§ EXERCISE: In the piece on "The Old Triangle" below, what does the narrator's "good girl Sal" represent in the song? Answer in one to three sentences.

### SELECTED EXTRACT

One of the most uniquely recognisable, and critically and popularly lauded, voices in Irish music, Radie Peat – of multi-award winning Lankum and ØXN – collaborates with the Abbey Theatre on its production of Brendan Behan’s The Quare Fellow, lending her vocals to the lyrics of ‘The Old Triangle’, which ring out hauntingly throughout the performance.

 

The Story of The Old Triangle

In November 1954, when the Pike Theatre’s curtain rose on the opening night of The Quare Fellow, the fifty-five strong audience was greeted first, not by an actor, but by a crackly vinyl recording of a lone voice singing the lines, “A hungry feelin’ came o’er me stealin’…” There is little chance that anyone in the audience – which was barely larger than the thirty-plus cast awaiting cues in the alley behind the theatre – had any clue just how far these words would travel.

The voice was, of course, that of Brendan Behan who, as well as being touted as a promising writing talent, was gifted with a gruff but charming singing voice. The song was ‘The Old Triangle’, a now iconic prison ballad in which the narrator laments the mice infestation of his cell, the goading of prison warders, and his “good girl Sal”, representing the warmth of the outside world from which he is now confined. Despite its undoubtedly humble beginnings, ‘The Old Triangle’ has grown into something of a self-sufficient life force and, for many, a quintessential expression of what it means to be Irish.

######
### DATA RECORDS

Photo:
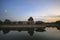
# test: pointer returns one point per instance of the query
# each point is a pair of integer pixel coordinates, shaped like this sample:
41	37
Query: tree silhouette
57	22
7	21
1	22
39	22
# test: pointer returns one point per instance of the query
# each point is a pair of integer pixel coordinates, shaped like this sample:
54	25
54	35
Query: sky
21	10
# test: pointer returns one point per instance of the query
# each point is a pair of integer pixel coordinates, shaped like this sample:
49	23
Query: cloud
5	10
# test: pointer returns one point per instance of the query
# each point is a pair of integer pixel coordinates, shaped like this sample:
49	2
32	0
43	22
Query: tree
1	22
57	22
7	21
39	22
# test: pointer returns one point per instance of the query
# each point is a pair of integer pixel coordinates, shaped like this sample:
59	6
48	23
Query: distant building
30	20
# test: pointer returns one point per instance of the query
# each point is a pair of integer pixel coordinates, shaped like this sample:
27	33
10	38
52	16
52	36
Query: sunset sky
21	10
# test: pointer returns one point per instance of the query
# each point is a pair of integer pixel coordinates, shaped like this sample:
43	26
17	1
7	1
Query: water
49	34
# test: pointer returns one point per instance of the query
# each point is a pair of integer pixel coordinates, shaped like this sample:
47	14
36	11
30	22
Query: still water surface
49	34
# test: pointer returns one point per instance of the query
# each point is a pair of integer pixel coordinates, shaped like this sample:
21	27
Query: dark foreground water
49	34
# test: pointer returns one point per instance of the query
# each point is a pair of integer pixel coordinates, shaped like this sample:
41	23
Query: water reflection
49	34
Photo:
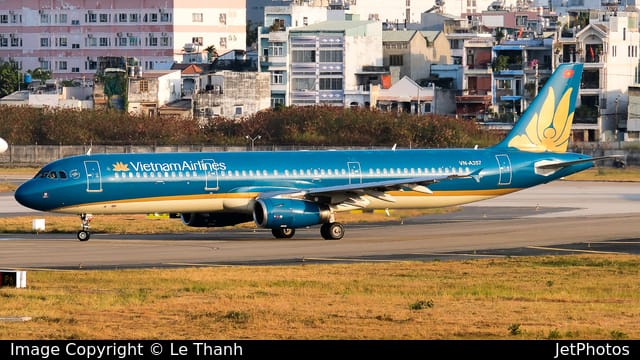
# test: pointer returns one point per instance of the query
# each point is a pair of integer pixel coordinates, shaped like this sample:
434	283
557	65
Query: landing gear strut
332	231
283	233
84	234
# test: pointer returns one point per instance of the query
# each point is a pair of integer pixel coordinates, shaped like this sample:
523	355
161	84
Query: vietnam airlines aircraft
286	190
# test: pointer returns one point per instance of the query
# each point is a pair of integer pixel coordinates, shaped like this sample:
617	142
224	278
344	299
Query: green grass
592	297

######

§ SOLVED EXERCISE: Sal represents the warmth of the outside world, from which the narrator is now confined. She is one of the things he laments from his cell, along with the mice infesting it and the goading of the prison warders.